**Data for this task**.
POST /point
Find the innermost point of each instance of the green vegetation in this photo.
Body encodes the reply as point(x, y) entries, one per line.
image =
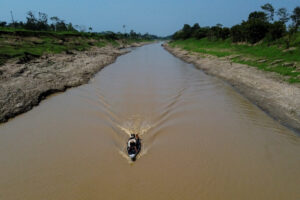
point(260, 41)
point(266, 57)
point(35, 37)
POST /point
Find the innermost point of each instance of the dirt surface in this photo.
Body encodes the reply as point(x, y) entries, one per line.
point(23, 86)
point(267, 90)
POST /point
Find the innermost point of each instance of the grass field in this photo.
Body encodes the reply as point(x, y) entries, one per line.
point(268, 57)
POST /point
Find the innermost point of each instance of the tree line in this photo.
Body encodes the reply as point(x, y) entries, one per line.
point(41, 22)
point(259, 25)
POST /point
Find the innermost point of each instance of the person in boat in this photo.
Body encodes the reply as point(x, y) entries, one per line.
point(132, 143)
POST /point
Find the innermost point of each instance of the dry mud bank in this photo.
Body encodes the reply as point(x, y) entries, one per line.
point(23, 86)
point(267, 90)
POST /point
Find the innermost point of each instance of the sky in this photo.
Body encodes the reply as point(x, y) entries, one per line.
point(160, 17)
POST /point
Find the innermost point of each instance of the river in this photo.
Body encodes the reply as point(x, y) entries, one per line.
point(201, 139)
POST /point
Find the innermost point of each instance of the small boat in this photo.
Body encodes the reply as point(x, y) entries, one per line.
point(133, 147)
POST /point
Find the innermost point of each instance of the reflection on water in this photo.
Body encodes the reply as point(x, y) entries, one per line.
point(201, 139)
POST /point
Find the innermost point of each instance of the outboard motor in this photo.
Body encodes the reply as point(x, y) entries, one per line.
point(133, 147)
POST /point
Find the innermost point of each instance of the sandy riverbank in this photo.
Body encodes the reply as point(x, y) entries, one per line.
point(267, 90)
point(23, 86)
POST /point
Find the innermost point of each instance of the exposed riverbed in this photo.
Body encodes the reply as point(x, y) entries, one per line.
point(201, 139)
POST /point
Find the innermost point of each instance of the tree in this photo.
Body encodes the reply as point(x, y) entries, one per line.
point(55, 20)
point(257, 15)
point(283, 15)
point(195, 29)
point(225, 33)
point(268, 8)
point(296, 18)
point(31, 21)
point(42, 22)
point(2, 24)
point(276, 30)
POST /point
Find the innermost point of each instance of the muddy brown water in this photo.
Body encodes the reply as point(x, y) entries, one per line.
point(201, 139)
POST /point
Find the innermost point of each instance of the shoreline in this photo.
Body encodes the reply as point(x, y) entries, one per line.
point(24, 86)
point(267, 90)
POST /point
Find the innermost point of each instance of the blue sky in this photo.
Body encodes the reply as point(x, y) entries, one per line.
point(161, 17)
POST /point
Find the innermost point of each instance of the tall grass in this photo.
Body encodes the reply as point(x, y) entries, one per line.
point(264, 56)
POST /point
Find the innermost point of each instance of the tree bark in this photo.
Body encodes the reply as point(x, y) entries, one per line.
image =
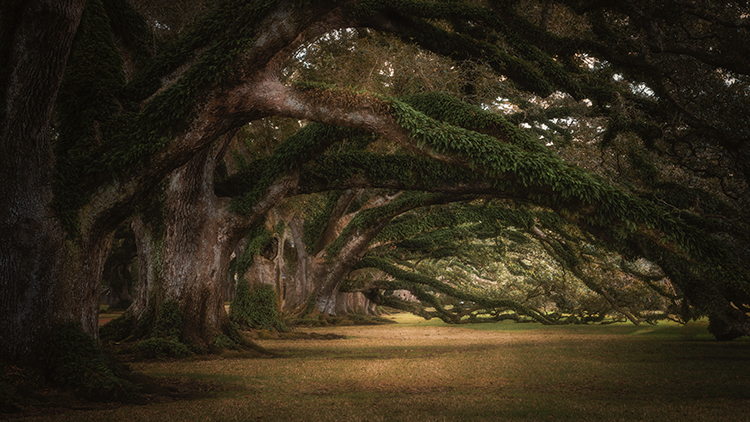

**Task objective**.
Collect every line in the listing above that contains the word "boat".

**Answer to the task**.
Find the innermost point of each instance of the person in boat in this photo.
Find the innermost point of each instance of the small boat in this photo.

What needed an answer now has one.